Directions for this task:
Write out the material exactly, leaving every picture behind.

Dataset excerpts:
start

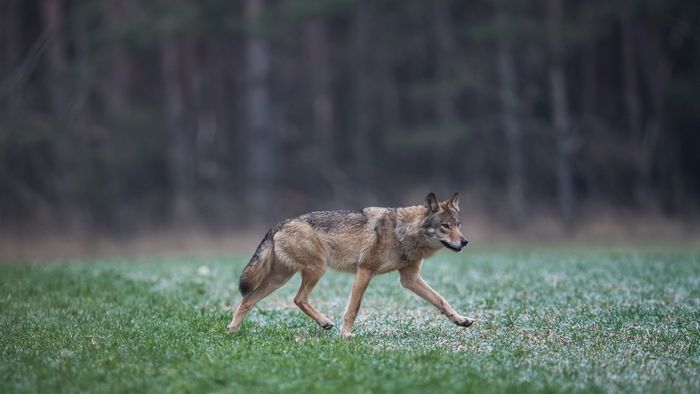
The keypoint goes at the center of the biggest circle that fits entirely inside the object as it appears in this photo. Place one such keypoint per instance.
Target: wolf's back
(258, 267)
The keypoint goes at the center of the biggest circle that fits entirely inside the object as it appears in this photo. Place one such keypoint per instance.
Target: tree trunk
(510, 121)
(560, 114)
(361, 144)
(53, 18)
(657, 73)
(114, 82)
(631, 94)
(261, 139)
(322, 109)
(444, 59)
(182, 153)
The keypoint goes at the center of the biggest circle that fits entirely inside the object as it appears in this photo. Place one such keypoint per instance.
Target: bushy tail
(258, 267)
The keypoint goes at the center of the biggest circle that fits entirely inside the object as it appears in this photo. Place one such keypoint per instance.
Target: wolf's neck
(413, 244)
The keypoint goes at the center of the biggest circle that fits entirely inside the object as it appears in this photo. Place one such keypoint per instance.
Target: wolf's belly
(346, 262)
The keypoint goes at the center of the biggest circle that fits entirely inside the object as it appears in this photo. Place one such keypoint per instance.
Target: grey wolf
(368, 242)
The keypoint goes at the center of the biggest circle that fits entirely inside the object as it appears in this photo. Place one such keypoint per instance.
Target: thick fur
(372, 240)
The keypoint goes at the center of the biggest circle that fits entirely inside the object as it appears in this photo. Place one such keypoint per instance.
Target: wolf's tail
(258, 267)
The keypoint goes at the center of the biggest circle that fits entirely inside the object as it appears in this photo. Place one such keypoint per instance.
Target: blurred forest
(123, 115)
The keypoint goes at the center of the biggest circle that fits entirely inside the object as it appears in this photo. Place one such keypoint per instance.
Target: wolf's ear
(454, 201)
(431, 203)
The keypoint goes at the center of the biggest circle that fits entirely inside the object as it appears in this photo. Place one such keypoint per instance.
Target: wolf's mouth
(448, 246)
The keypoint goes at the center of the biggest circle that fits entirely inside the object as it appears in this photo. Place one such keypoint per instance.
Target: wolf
(368, 242)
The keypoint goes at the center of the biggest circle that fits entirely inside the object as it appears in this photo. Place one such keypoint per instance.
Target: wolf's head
(442, 222)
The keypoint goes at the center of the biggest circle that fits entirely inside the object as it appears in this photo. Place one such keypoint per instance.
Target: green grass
(548, 321)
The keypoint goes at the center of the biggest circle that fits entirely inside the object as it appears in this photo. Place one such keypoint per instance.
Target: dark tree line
(118, 113)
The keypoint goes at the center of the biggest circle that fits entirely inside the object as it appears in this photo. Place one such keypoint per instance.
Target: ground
(548, 320)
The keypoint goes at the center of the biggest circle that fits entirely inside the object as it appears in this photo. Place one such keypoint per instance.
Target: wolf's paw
(464, 322)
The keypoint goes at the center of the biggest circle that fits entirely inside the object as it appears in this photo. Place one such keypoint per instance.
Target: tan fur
(368, 243)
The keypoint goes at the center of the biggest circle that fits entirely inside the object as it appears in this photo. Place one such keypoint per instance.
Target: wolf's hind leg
(411, 279)
(310, 276)
(275, 279)
(362, 279)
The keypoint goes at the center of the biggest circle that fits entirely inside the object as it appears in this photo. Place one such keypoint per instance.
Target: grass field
(548, 321)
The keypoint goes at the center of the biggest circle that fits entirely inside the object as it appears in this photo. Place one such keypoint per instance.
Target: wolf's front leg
(411, 279)
(358, 290)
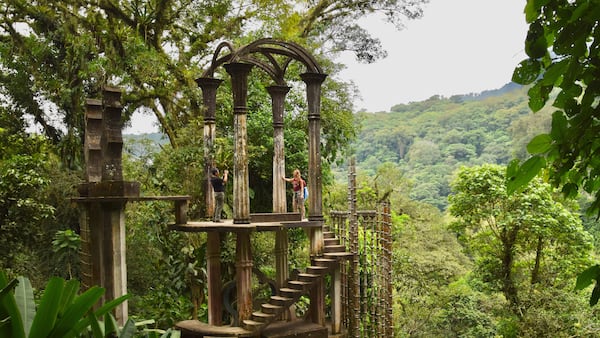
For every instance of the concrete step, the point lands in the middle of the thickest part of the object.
(331, 241)
(281, 301)
(262, 317)
(290, 293)
(270, 308)
(307, 277)
(298, 285)
(252, 325)
(334, 248)
(317, 270)
(324, 262)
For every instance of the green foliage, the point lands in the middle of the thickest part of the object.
(61, 312)
(563, 62)
(429, 140)
(66, 246)
(517, 240)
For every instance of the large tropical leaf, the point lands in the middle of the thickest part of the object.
(10, 319)
(76, 311)
(26, 303)
(47, 311)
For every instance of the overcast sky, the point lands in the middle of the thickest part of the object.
(458, 47)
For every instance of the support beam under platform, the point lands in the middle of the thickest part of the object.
(294, 329)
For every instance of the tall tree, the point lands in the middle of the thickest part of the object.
(56, 53)
(563, 67)
(508, 232)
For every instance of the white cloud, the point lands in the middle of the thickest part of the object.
(459, 47)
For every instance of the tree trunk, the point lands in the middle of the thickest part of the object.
(535, 274)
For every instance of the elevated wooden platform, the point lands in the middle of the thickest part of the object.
(293, 329)
(259, 222)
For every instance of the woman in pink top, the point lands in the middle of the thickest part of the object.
(298, 185)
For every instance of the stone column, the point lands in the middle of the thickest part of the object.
(213, 271)
(336, 300)
(239, 86)
(213, 251)
(313, 97)
(241, 197)
(278, 94)
(209, 87)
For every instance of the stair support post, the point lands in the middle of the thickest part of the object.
(213, 271)
(336, 300)
(243, 275)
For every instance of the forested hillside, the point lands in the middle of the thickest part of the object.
(430, 139)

end

Complete output:
The keypoint goes at the center of the biggest circle that fits entirely inside the object as it appears in this photo. Place one such keypoint per instance.
Target: wolf's back
(258, 267)
The keypoint goes at the center of the biggest circle that fits entirely inside the object as it appears in this photo. Place one such keypoint per instance.
Target: tree trunk
(510, 121)
(560, 114)
(361, 144)
(53, 18)
(657, 73)
(114, 82)
(631, 94)
(261, 139)
(322, 109)
(444, 59)
(182, 153)
The keypoint goes at the center of the biggest circle that fits entirely inside the object as it appears in this photo. Place one such keypoint per instance.
Target: bushy tail
(258, 267)
The keypoint goes at the center of the biggest circle that fits entirely inside the object as it appears in this photo. Place one such keypoint per instance.
Target: wolf's neck
(413, 244)
The keypoint goes at the center of the biggest circle that fits entirely inside the object as it appears in this photo. Place one such keypoint per instance.
Target: wolf's belly
(346, 262)
The keypoint goes at the center of the biggest circle that fits entirely inside the object as it appears in this photo. Place one such keypoint per instance.
Target: grey wolf
(368, 242)
The keypoint goes at the center of the biggest circle that fits entirely inside the object as it appears in this photo. Place one such keypoint per instance.
Target: thick fur
(372, 240)
The keypoint goes at the center of the biggest circle that fits entirely inside the object as it appears in this photo. Place one such keypoint per instance.
Target: wolf's tail
(258, 267)
The keypoint goes at the center of the biggest circle that fits entirely inside the object as it appears in this photo. Place one such keypoint per instance.
Target: blurred forest
(123, 115)
The keypoint goes at the center of the biggest circle that fits entirely inside the object as it appears in this photo. Place one such keypoint per instance.
Target: wolf's ear
(454, 201)
(431, 203)
The keypoint goes at the center of the biggest circle that fits entirely inside the object as it appears in this photo. Place one such keypoint per instance.
Target: wolf's mouth
(448, 246)
The keypoint goes at the center of the biggest circle that fits entirely inside the object as it appears in this photo. Place one such keypoint per instance.
Target: wolf
(368, 242)
The keypoint goes at the center of the biggest circle that fits entirely inside the object as it appears in this photo. Place one such keypoint per instance.
Target: wolf's head
(442, 222)
The keypoint goes at the center of the biggest circle that fits entirely inside the object as it appears in this photo. Place one such keypoint per instance.
Target: green grass
(548, 321)
The keypoint goes at the center of the biggest circle that fits entirely inside the object as it appears in this photo. Place one such keypoint per instance.
Target: dark tree line
(118, 113)
The keypoint goes at the center of the biggest circle that fits entirely inside the object as it appears in this photo. Place one such keypoint per instance.
Target: ground
(548, 320)
The keypoint goes at the center of the biggest circle that fits entirely inside the object as it appears in this photo. Place one such keypoint per instance.
Target: wolf's paw
(464, 322)
The keypoint goes at the center of the biggest circle that fits entirely inside the object as it appears in this photo. Place one such keypoint per instance.
Target: tan fur
(368, 243)
The keypoint goes at the center of the biggest circle that fits entirely inside the object as it appears in this photo. Place one such keypoint per instance.
Target: wolf's hind leg
(411, 279)
(310, 276)
(275, 279)
(362, 279)
The keypoint goes at the center of the biggest circle that fits entirely inside the object as it appears in this photo. Place one such keypoint per instance.
Target: grass field
(548, 321)
The keypoint goes at the center of the biggest circle that fits entirely inside the object as it appears in this photo. Place one such keypoint per instance.
Target: wolf's front leg
(411, 279)
(358, 290)
For every instance of the concrete step, the point lands in the middle of the thickest part of the object.
(331, 241)
(281, 301)
(262, 317)
(290, 293)
(270, 308)
(307, 277)
(298, 285)
(252, 325)
(334, 248)
(317, 270)
(324, 262)
For every instance of the green foliage, the point lands in the middle of the thickest part of the object.
(61, 312)
(563, 62)
(429, 140)
(66, 246)
(517, 240)
For every instance of the large tropical leaf, the point lands in the middle of the thickest part of the object.
(10, 319)
(76, 311)
(26, 303)
(47, 311)
For every instance of the overcast sky, the point lands in the middle of the thickest part of the object.
(458, 47)
For every instance of the support beam under platform, the point lands in the middle of the thickest part of the object.
(294, 329)
For every instance of the tall tree, the point lands in the middle of the thickest part of the object.
(56, 53)
(563, 67)
(508, 232)
For every instance of the white cloud, the point lands in the middle of the thickest part of the object.
(459, 47)
For every instance of the tree trunk, the point lands in the middle of the thickest part of the object.
(535, 274)
For every instance of the elevated wooden platform, the point lands in the middle of the thickest part of the object.
(293, 329)
(259, 222)
For every instance of the woman in pink top, the point lands in the middle of the thickest part of the object.
(298, 185)
For every instance of the stone column, the point lands in the middle of the thickest part of the object.
(213, 271)
(336, 300)
(239, 86)
(213, 251)
(313, 97)
(241, 197)
(278, 94)
(209, 87)
For every instance of the stair support post, the point lands in the middle of the thickest part of the object.
(213, 271)
(336, 300)
(243, 275)
For every instance of the forested hillside, the point lands in the middle of the thickest part of the object.
(430, 139)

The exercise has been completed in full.